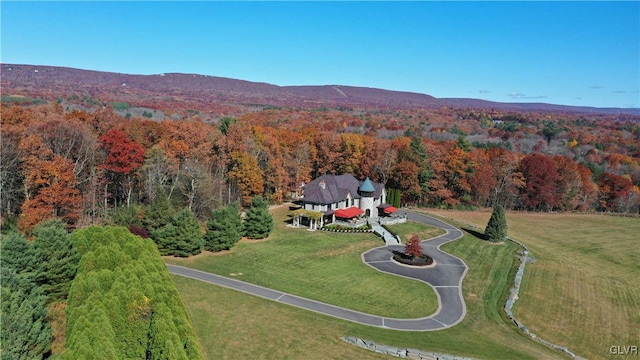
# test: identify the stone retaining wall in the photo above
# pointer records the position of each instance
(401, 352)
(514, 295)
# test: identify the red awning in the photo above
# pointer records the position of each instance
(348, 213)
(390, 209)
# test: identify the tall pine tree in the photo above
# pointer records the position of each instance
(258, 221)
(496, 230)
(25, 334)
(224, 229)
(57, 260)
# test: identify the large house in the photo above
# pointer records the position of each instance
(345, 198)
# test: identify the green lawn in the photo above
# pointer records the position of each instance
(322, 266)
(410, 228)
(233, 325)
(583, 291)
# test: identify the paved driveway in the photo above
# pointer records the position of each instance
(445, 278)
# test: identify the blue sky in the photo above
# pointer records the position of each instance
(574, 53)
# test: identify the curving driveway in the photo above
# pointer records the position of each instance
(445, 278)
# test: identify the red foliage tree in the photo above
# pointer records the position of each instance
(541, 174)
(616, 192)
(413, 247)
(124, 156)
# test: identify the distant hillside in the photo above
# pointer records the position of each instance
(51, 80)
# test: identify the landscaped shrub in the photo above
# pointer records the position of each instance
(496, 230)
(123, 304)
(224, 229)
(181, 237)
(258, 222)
========================
Please copy, exactly as written, every line in the listing above from the line with "# test: identify the red foliage" up to and including the line with "# test: identify the distant".

# test: identify the red foliage tree in the photo above
# pointer records the position of each instance
(541, 174)
(616, 192)
(413, 247)
(124, 156)
# test: identify the distant hillside in the photo above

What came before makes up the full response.